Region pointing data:
——————————

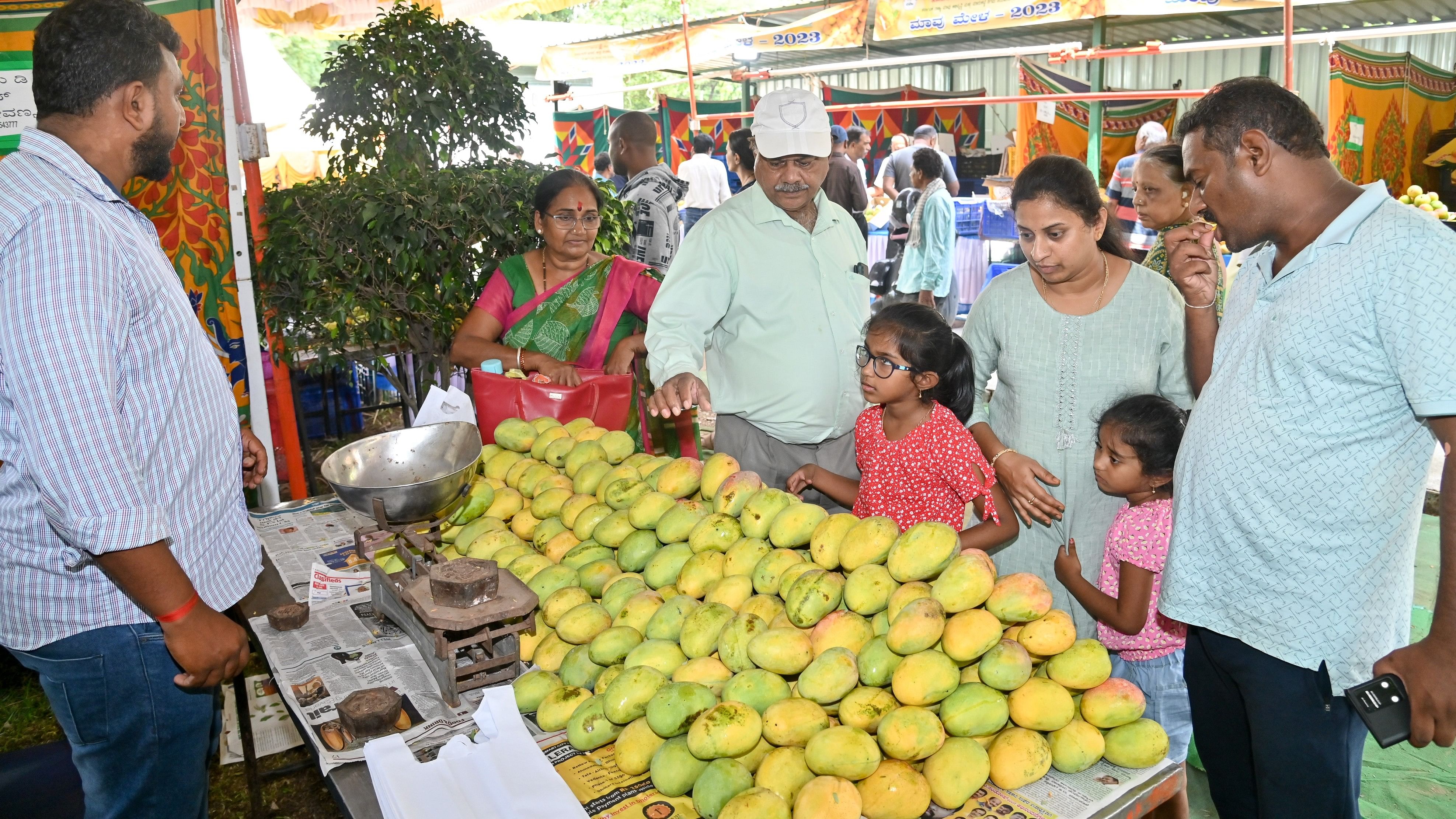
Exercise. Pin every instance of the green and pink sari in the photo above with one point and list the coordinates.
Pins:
(582, 321)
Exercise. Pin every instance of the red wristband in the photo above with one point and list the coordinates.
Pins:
(181, 611)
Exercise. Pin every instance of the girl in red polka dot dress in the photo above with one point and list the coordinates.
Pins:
(916, 459)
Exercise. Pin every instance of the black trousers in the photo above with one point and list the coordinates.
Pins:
(1275, 739)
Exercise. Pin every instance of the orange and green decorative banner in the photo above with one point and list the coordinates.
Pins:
(190, 209)
(1384, 109)
(1062, 127)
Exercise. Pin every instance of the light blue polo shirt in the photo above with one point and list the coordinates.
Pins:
(1299, 484)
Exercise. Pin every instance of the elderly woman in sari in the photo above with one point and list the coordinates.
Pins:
(565, 306)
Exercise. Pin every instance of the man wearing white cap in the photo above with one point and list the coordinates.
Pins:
(769, 292)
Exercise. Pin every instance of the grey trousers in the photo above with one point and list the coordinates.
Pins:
(775, 460)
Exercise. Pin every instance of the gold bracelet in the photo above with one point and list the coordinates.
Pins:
(998, 457)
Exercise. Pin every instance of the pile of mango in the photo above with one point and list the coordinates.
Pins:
(778, 661)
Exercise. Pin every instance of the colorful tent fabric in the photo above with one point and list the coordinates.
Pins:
(1384, 109)
(1068, 133)
(190, 209)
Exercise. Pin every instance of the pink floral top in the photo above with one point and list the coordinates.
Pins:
(1139, 536)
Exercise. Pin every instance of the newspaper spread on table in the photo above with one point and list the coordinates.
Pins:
(344, 648)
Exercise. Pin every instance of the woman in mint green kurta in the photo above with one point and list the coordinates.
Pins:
(1065, 345)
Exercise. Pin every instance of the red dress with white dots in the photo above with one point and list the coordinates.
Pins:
(925, 476)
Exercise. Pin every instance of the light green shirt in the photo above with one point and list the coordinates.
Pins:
(774, 310)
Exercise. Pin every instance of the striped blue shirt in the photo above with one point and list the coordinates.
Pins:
(117, 425)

——————————

What needs to be done: If a line in the records holds the string "blue", copy it.

Solution below:
Exercise. Pin every instance of the light blue polo shirt in the photo above with one point and list the coordinates.
Exercise. Pin every instance of the striped blue shirt in the photo above with one point and list the coordinates.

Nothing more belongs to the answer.